La lista delle perdite angloamericane in Iraq si allunga di continuo. Dopo il 1° maggio sono stati 160 i soldati uccisi (dato del 27 agosto). Agli attacchi contro le truppe occupanti si aggiungono ora attentati come quello contro la rappresentanza giordana e contro la sede dell’Onu.
Secondo Tommy Franks, ex comandante in capo Usa nel Golfo, gli occupanti fronteggiano da 10 a 25 attacchi al giorno. Il morale delle truppe americane è in caduta libera, soprattutto da quando è emerso chiaramente che la loro missione non prevede una fine a breve termine.
I generali e il governo Usa stanno scoprendo che anche con 170mila soldati armati fino ai denti non è facile controllare un paese che si ribella all’occupazione. Le continue brutalità commesse dalle truppe di occupazione alimentano l’opposizione della popolazione e allargano il reclutamento dei gruppi che conducono la lotta armata. Rastrellamenti, arresti di massa, centinaia di morti iracheni (solo in luglio la stampa inglese parlava di 300 morti iracheni di fronte a 30 nelle forze occupanti come risultato di una serie di rastrellamenti), stupri, sono pane quotidiano per la popolazione irachena, oltre alla disoccupazione di massa, i salari non pagati, la distruzione delle infrastrutture e le bande di saccheggiatori.

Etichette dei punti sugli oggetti

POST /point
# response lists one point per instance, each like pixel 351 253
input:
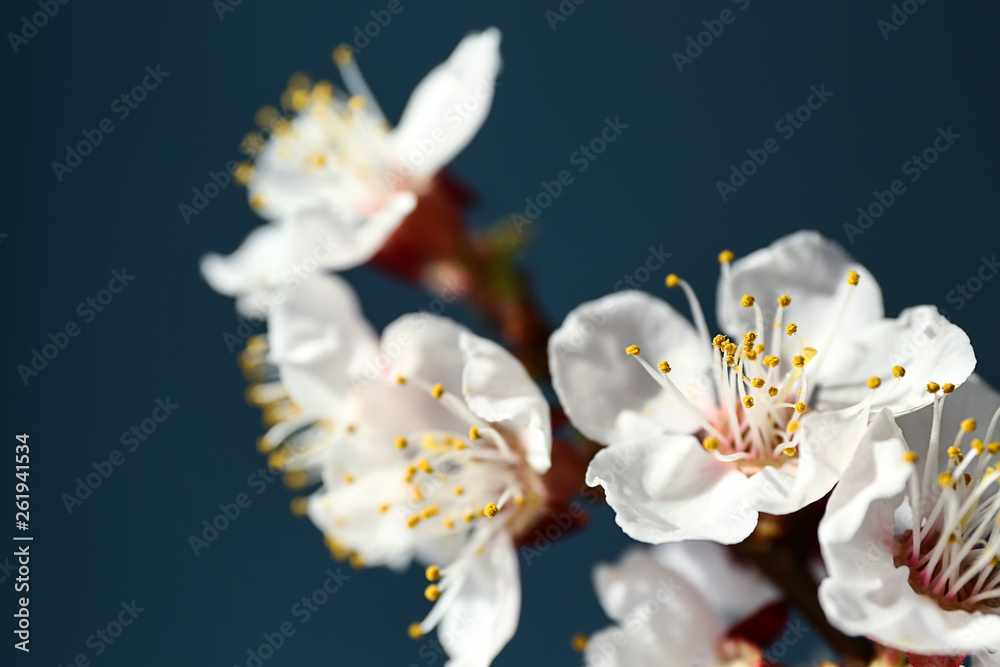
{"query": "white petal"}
pixel 256 265
pixel 667 488
pixel 426 346
pixel 595 379
pixel 661 618
pixel 484 616
pixel 732 588
pixel 448 107
pixel 922 341
pixel 813 271
pixel 498 389
pixel 320 340
pixel 828 443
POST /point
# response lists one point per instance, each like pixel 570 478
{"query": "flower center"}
pixel 953 549
pixel 760 398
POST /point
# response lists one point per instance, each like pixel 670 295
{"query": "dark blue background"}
pixel 163 335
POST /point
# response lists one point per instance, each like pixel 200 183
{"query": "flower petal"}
pixel 921 340
pixel 448 107
pixel 666 488
pixel 485 614
pixel 813 271
pixel 319 339
pixel 595 379
pixel 498 389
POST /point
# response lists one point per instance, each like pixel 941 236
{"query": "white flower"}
pixel 911 535
pixel 335 182
pixel 429 445
pixel 673 605
pixel 763 423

> [COMPITI ASSEGNATI]:
A) Nel brano sull'occupazione dell'Iraq, quali mali si aggiungono per la popolazione irachena a rastrellamenti, arresti di massa, morti e stupri? Elencali tutti.
B) Secondo Tommy Franks, citato nel brano sull'occupazione dell'Iraq, quanti attacchi al giorno fronteggiano gli occupanti?
C) Riprendi il brano sull'occupazione dell'Iraq e proseguilo dopo la sua ultima frase.

> [RISULTATI PER COMPITO]:
A)
- disoccupazione di massa
- salari non pagati
- distruzione delle infrastrutture
- bande di saccheggiatori

B) Da 10 a 25 attacchi al giorno.

C)
I costi della guerra, 50 miliardi di dollari a metà luglio, potrebbero crescere in maniera incontrollata, e si parla di 100 miliardi di dollari nel prossimo anno. Inoltre si scopre ora che l’esercito Usa è insufficiente a fare fronte alle esigenze del poliziotto mondiale. Si parla di mobilitare le riserve della Guardia nazionale per poter garantire l’avvicendamento alle truppe schierate in Iraq; il mito del piccolo esercito supertecnologico si scontra con la realtà della guerra e dell’occupazione: servono più soldi e più carne da cannone. Delle 33 brigate dell’Esercito Usa, 19 sono schierate all’estero e solo una è tenuta in riserva. Il presidente della Commissione per le forze armate del Congresso Usa propone di formare due nuove divisioni, pari a 32mila soldati in più.
Il “Consiglio di governo”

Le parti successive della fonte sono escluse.